> [AIM OF THE EXERCISE] Scale every bounding-box coordinate in the answers of the material below by 0.3, rounding to whole numbers with halves going up. Reproduce all the lines, requests included, changing only those answer coordinates.
++++ LISTING
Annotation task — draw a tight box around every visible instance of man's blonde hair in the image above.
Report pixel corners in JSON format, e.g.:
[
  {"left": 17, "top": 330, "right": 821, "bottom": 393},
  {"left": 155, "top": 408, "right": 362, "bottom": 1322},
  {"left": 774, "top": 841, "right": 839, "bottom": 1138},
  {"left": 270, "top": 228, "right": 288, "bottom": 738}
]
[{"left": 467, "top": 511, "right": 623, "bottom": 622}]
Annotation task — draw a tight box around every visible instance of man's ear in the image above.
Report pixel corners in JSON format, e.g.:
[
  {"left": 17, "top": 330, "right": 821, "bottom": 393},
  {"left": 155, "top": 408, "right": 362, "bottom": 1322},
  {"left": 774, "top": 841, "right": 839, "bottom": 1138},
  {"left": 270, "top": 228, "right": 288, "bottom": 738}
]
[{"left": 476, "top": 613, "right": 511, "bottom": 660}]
++++++++
> [RESULT OF THIS TASK]
Annotation task — draw a tight box around every visible instance of man's blonde hair in the image above.
Report pixel corners in JSON format, e.g.:
[
  {"left": 17, "top": 330, "right": 821, "bottom": 393},
  {"left": 155, "top": 408, "right": 362, "bottom": 1322},
  {"left": 774, "top": 841, "right": 839, "bottom": 1138},
  {"left": 270, "top": 228, "right": 288, "bottom": 738}
]
[{"left": 140, "top": 153, "right": 187, "bottom": 187}]
Annotation task — draw a tight box around every visible instance of man's ear in the image above.
Report pixel corners in JSON format, e.g.:
[
  {"left": 17, "top": 330, "right": 821, "bottom": 393},
  {"left": 155, "top": 408, "right": 362, "bottom": 1322},
  {"left": 774, "top": 841, "right": 839, "bottom": 1138},
  {"left": 270, "top": 228, "right": 288, "bottom": 738}
]
[{"left": 143, "top": 184, "right": 153, "bottom": 198}]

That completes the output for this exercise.